• **TEXT PASSAGE**:
○ ○ ○ ○ ○
So yes I do think that that lack of eyefinity should not be listed as a neg.




Why does everyone think I'm some sort of idiot fanboy all of a sudden?

I don't care about brands at all.

Hell I do my clothes shopping at primark !


----------



## heky (Mar 11, 2010)

[H]@RD5TUFF said:


> Name me on ATI Stream app, please. Even if you can here is a range of uses that are already being done with CUDA. Sorry but ATI stream is just a fanboy talking point. Oh and by the way my Quadro powered computer can and does do six monitors.
> 
> Just let it go, saying anymore makes you look butt hurt.
> 
> ...



First of all, CUDA/Physx is not open source, which means its not ATI´s fault it doesnt work on ATI gpus, its Nvidias fault, becouse it is disableing it in its drivers for Physx.
Second of all, now that OpenCL is in the game, Nvidia with its Physx will be obsolete. Fact. Now go cry over it.

Oh, and you are running 6 monitors on one Quadro, which model is that?


----------



## pantherx12 (Mar 11, 2010)

Physx maybe, Nvidia no way.

Both companies will continue to do fine for ages as they're so many fan boys who just buy one brand of card rather then choosing the best card for the job.

This applies to both ATI users and NV users.

Fanboyism = fail


----------



## W1zzard (Mar 11, 2010)
○ ○ ○ ○ ○
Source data
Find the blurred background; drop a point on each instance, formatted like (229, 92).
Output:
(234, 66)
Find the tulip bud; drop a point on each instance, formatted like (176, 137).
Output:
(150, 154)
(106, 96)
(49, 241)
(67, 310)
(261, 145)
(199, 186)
○ ○ ○ ○ ○
• **AIM A**: Decide whether each statement agrees with the forum thread, answering yes or no and quoting the deciding words: (i) the thread includes a remark about doing clothes shopping at primark; (ii) heky states that CUDA/Physx is open source; (iii) pantherx12 says the point about fanboys applies only to ATI users.
• **AIM B**: Recast every line of the source data records as a Markdown table with the columns Row and Line, leaving out blank lines.

• **FINISHED ANSWER A**:
(i) Yes: "Hell I do my clothes shopping at primark !"
(ii) No: "CUDA/Physx is not open source"
(iii) No: "This applies to both ATI users and NV users."

• **FINISHED ANSWER B**:
| Row | Line |
|---|---|
| 1 | Find the blurred background; drop a point on each instance, formatted like (229, 92). |
| 2 | Output: |
| 3 | (234, 66) |
| 4 | Find the tulip bud; drop a point on each instance, formatted like (176, 137). |
| 5 | Output: |
| 6 | (150, 154) |
| 7 | (106, 96) |
| 8 | (49, 241) |
| 9 | (67, 310) |
| 10 | (261, 145) |
| 11 | (199, 186) |